+++ MATERIAL
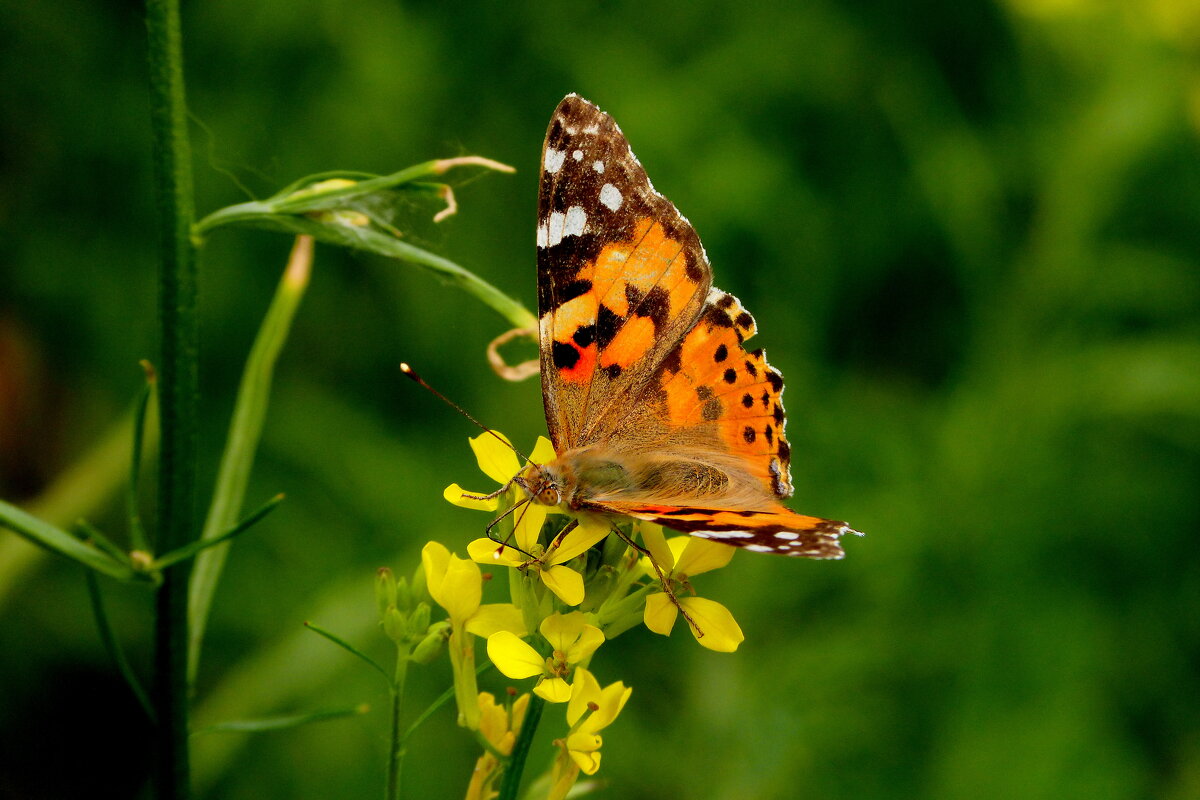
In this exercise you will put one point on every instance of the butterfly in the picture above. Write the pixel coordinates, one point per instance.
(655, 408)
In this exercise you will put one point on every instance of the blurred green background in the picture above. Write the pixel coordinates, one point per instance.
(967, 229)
++++++
+++ MATERIAL
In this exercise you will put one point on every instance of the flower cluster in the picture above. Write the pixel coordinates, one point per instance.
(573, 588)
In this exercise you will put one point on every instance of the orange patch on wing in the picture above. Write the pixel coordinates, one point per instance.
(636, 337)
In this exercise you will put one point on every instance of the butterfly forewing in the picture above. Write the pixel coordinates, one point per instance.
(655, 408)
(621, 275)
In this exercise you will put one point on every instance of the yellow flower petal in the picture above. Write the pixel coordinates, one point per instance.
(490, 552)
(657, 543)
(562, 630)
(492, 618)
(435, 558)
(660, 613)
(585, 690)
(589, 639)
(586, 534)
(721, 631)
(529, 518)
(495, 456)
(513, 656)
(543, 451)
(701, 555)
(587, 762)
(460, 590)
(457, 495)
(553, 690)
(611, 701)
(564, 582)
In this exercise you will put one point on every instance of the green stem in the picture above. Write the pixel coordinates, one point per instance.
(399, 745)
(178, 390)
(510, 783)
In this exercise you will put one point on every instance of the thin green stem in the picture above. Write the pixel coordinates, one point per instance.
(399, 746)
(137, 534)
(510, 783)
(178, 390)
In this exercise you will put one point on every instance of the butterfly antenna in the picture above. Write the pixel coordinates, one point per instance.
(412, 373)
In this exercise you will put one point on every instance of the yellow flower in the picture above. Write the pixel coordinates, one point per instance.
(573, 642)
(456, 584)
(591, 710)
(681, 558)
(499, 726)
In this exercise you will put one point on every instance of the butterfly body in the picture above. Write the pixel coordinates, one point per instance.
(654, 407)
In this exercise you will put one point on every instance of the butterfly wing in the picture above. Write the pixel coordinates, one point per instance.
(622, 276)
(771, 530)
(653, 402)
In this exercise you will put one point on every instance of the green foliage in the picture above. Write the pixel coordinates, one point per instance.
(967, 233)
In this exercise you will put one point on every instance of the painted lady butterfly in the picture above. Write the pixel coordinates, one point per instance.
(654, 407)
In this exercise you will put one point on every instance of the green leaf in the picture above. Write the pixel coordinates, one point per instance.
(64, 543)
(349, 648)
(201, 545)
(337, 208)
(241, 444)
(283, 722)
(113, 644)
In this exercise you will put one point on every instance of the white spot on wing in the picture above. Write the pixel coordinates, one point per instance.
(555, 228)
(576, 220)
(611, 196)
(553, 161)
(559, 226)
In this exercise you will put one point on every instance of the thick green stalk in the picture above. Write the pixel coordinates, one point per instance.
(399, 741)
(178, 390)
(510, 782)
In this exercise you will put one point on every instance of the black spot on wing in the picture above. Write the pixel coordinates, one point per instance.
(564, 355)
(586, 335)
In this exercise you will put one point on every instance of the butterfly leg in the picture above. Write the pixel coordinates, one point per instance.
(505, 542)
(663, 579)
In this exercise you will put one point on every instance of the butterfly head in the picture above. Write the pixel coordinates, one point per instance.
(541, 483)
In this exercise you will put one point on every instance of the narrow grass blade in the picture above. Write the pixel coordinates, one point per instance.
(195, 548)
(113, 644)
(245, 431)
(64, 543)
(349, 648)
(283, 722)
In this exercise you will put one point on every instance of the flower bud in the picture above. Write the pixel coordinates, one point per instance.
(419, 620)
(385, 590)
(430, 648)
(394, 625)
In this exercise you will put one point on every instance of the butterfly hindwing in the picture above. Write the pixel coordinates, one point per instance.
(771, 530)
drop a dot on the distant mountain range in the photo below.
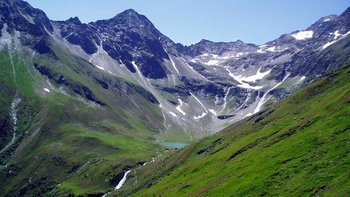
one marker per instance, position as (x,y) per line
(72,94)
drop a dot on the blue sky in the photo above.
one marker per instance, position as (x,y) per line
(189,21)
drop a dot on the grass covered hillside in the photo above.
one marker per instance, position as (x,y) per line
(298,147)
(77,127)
++++++
▶ _WHAT THE TASK ASKS_: Which lines in the material contain the word "stem"? Find each one and copy it out in full.

▶ _COMPLETE OUTPUT_:
In this exercise you will put one point on every instance of the green stem in the picture above. Write the pixel coordinates, one point per instance.
In this exercise you will put one point on every instance of the thin green stem in the picture above. Write the pixel coordinates, one point per instance.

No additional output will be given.